The further analysis carried out 1 year following the implementation of the RPPS achieved a higher level of agreement with the final priority assigned to each issue, indicating that generally the meeting agrees with the RPPS priority and does not often change it. Again, where an exact match was not achieved, the RPPS generally prioritised issues higher than the final agreed priority. This increased agreement with RPPS post-implementation is not unexpected as, during the pilot study meeting, attendees were asked for their priority prior to revealing the RPPS result, whereas post-implementation, the RPPS result is presented first. People are likely to require more reason to change their initial opinion once given than to concur with a priority presented to them first. The results from the pilot study and post-implementation investigation (Figs. 3, 4) also show that over the two study periods, the distribution of RPPS priorities is very similar, with around 39 % of issues prioritised as ‘Standard’, 54 % as ‘Increased’ and 6 % as ‘Top’. Such similar results obtained over two different study periods demonstrates that the RPPS is consistent in its approach to issue prioritisation. Overall, the results of both the pilot study and the post-implementation investigation show that the RPPS provides a consistent, systematic approach to issue prioritisation that removes some of the subjectivity of reliance on the judgement of members of a meeting.

Whilst the RPPS was developed specifically for use at the MHRA, there is potential for it to be adapted for use by other regulatory authorities for issue prioritisation with minimal modification. For example, Table 1 describes the inputs required by the RPPS for a UK setting but these could easily be modified for another country/region. Adaptation for use by pharmaceutical companies would require more extensive modification as some of the criteria are not applicable to industry (i.e. the regulatory obligations criteria), but the general concept could be utilised and a set of industry obligations could be developed to be used instead.

Limitations of the RPPS include biases inherent with spontaneous ADR data, as some of the criteria rely on spontaneous data, which may result in falsely elevated or decreased evidence or public health scores. Although the RPPS relies on 16 different criteria and has been developed to include information considered to be the most important for issue prioritisation, it cannot include all information relevant for every potential issue and therefore can never completely replace the need for review by scientific and medical assessors. For this reason, the RPPS is intended to support and guide judgement on issue prioritisation rather than provide a definitive answer.

■ **USING THE INFORMATION**
a: Decide whether each statement agrees with the passage on the RPPS, answering yes or no and quoting the words that decide it: (i) after implementation, attendees see the RPPS result before giving their own priority; (ii) about 54 % of issues were given the 'Top' priority; (iii) the RPPS is meant to take the place of review by scientific and medical assessors.
b: Pick up the passage on the RPPS after its last sentence and write the next few sentences.

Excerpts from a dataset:
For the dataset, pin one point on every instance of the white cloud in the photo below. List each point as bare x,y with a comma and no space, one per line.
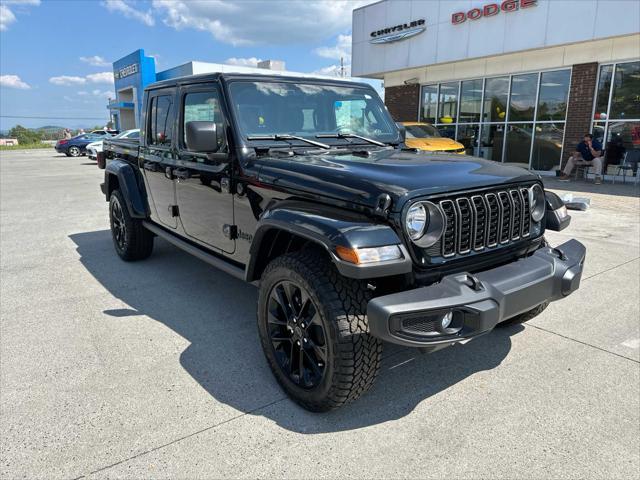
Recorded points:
95,61
254,21
102,77
342,49
66,80
13,81
333,71
244,62
7,17
128,11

■ **TASK RESPONSES**
a:
(i) Yes: "post-implementation, the RPPS result is presented first"
(ii) No: "54 % as ‘Increased’ and 6 % as ‘Top’"
(iii) No: "can never completely replace the need for review by scientific and medical assessors"

b:
We did not specifically analyse the impact of scoring ‘yes’ or ‘don’t know’ during the pilot study. As the inputs are weighted differently, the impact will be greater for those inputs with a higher attributed weight, e.g. the impact of scoring ‘yes’ for health consequences will be greater than the impact of scoring ‘yes’ for the total number of spontaneous reports. The intention was that the data required for the RPPS would be reasonably easy to obtain and therefore each RPPS assessment would not take long to perform. The majority of data required will be readily available from regulatory/drug utilization databases, with some inputs potentially requiring a simple literature search (e.g. data sources, biological plausibility). It is therefore envisaged that the number of inputs scoring ‘don’t know’ will be very low. Indeed, during the pilot study, all answers were either ‘yes’ or ‘no’ with no occurrences of ‘don’t know’.

5 Conclusion

The RPPS provides a systematic, consistent approach to pharmacovigilance issue prioritisation in a regulatory setting to enable resource to be allocated within an appropriate timescale. The method removes some of the reliance on subjective decision making for prioritising issues and provides a valuable audit trail. The RPPS has the potential to be adapted for use within other regulatory agencies and the pharmaceutical industry.